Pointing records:
________

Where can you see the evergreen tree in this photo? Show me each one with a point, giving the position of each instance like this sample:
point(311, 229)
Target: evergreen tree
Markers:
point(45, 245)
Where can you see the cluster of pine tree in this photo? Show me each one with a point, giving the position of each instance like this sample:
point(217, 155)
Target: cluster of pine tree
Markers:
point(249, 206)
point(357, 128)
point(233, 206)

________

Print every line of the data above verbatim, without changes.

Where can you see the evergreen tree in this photo? Show me each one with a point, giving the position of each instance like this sample:
point(311, 229)
Target: evergreen tree
Markers:
point(45, 245)
Where can you see the cluster of pine tree in this photo? Show me each one with a point, giving the position of each instance like this sample:
point(217, 155)
Target: cluster of pine tree
Markers:
point(249, 206)
point(357, 128)
point(233, 206)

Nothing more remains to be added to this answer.